Seitenausschnitt -
# Bilder online!+Info!! 3tes mtb-news.de "Fraktion " Spessart Treffen 27.8.17



## Vmichael (4. August 2017)

_*Hallo,*_
_*danke an Alle die da waren !*_
_*Es war eine super Gruppe und das Wetter war auch *_
_*perfekt. *_
_*Danke an unsere Trail Guides *_

_*Bilder,Videos  usw.. auf  www.spessart-bande.de *_
******************************************************
INFO:
Auf www.spessart-band.de stehen die nächsten Touren!

Aufgabenliste -
**A.** Fasse den Absatz im Seitenausschnitt, der mit „Hallo, danke an Alle“ beginnt, als knappe Stichpunktliste zusammen.
**B.** Setze den Seitenausschnitt zum Spessart-Treffen nach seinem letzten Satz fort.
Das Material steht in keinem Zusammenhang mit dem Seitenausschnitt.

Bereitgestelltes Material -

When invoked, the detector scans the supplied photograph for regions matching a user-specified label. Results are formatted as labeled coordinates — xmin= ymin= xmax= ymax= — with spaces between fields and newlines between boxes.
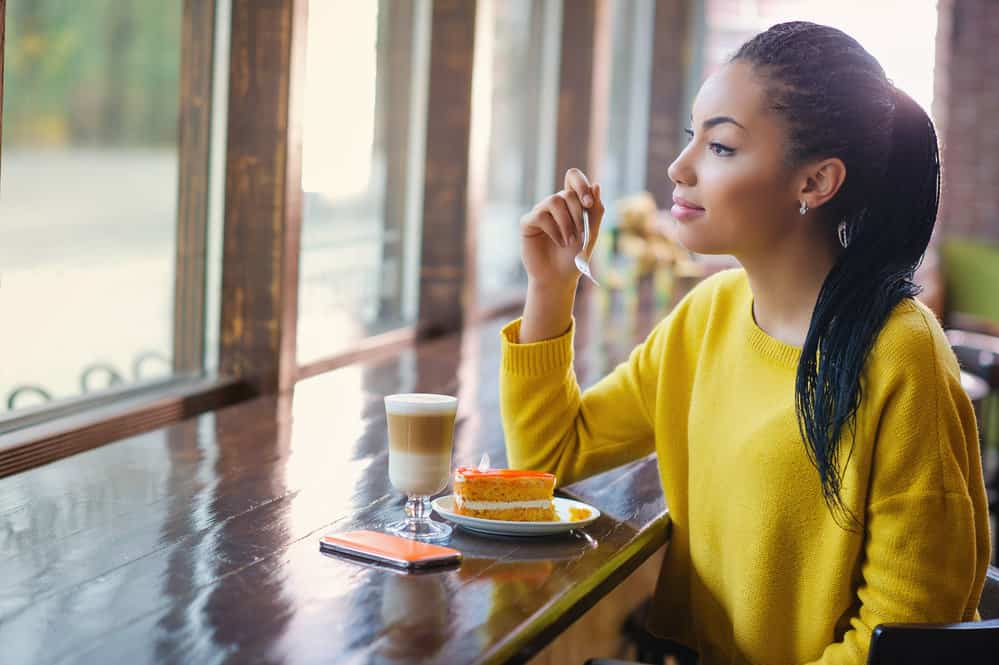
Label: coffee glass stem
xmin=388 ymin=494 xmax=451 ymax=542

Antworten pro Aufgabe -
**A.**
- Dank an alle, die dabei waren
- Super Gruppe
- Perfektes Wetter
- Dank an die Trail Guides

**B.**
Immer mal vorbeischauen
****************************************************
_*Gruß*_
_*Vmichael*_




 
_************************************************************
Hallo,_
_da das 2te Treffen allen sehr gut gefallen hatte, starten wir ein 3tes Treffen. Natürlich sind auch Biker aus anderen Regionen willkommen._
_*Ablauf:*_
*Wir treffen uns in Obernau  um 12:00 *
*an Mehrzweckhalle und fahren gemeinsam zum *_*Hohe-Wart-Haus! Nach einer gemütlichen Einkehr,  rocken wir in der Gruppe die Trails  unter der Leitung der Locals: MichaelS, Martin & Jens.*_


*Wetter 
Wie wird das Wetter Sonntag 27.08.2017 in Aschaffenburg?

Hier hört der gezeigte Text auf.